* Begin Dataset entries *

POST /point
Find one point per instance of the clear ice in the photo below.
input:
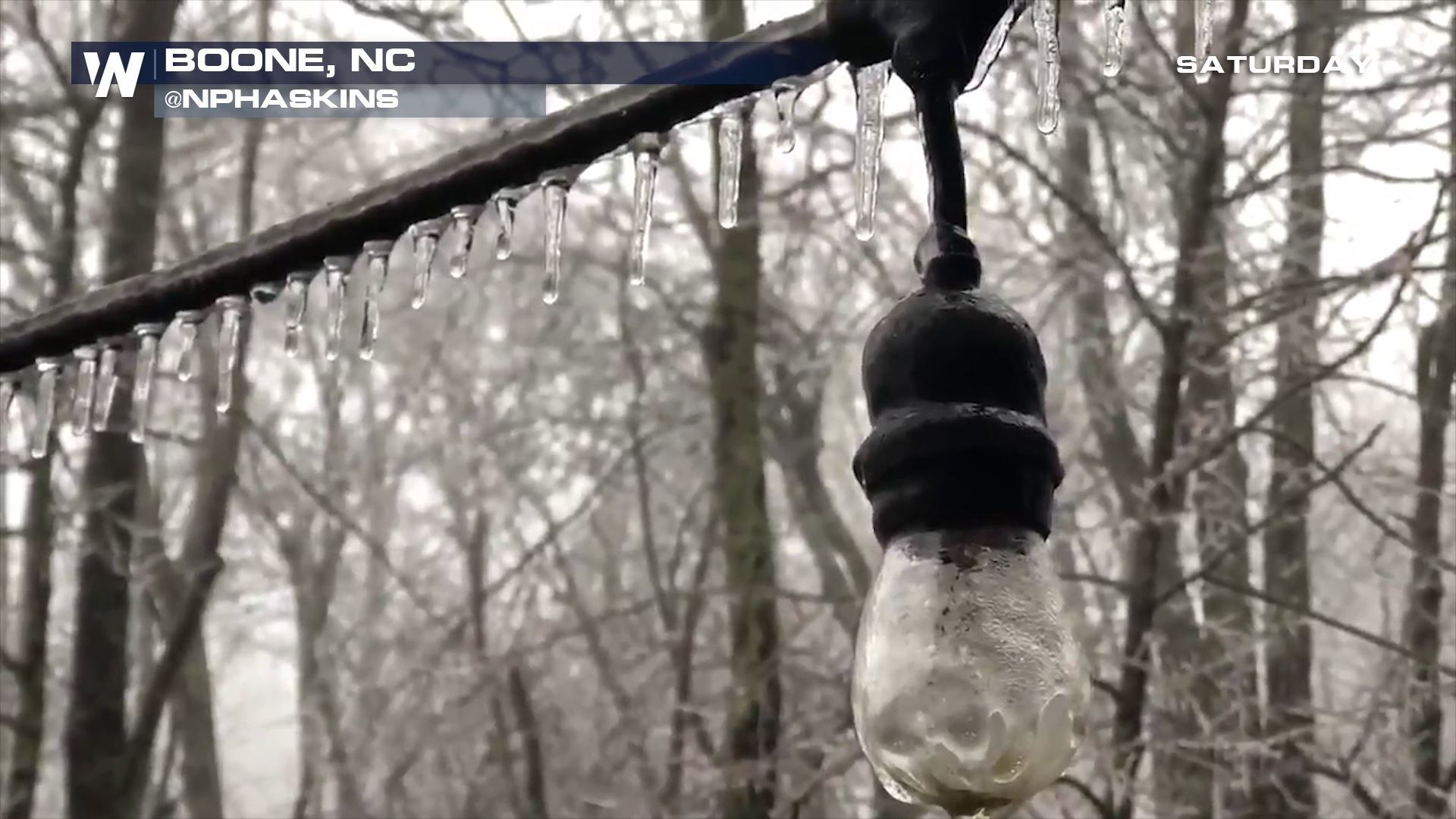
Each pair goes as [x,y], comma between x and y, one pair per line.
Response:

* End Dataset entries *

Could you reproduce the records above word for word, line for line, without the picture?

Task output
POST /point
Find one point per instance of the clear ice in the photo below.
input:
Each pair goes as [x,y], comma between x and y, one pair per line.
Response:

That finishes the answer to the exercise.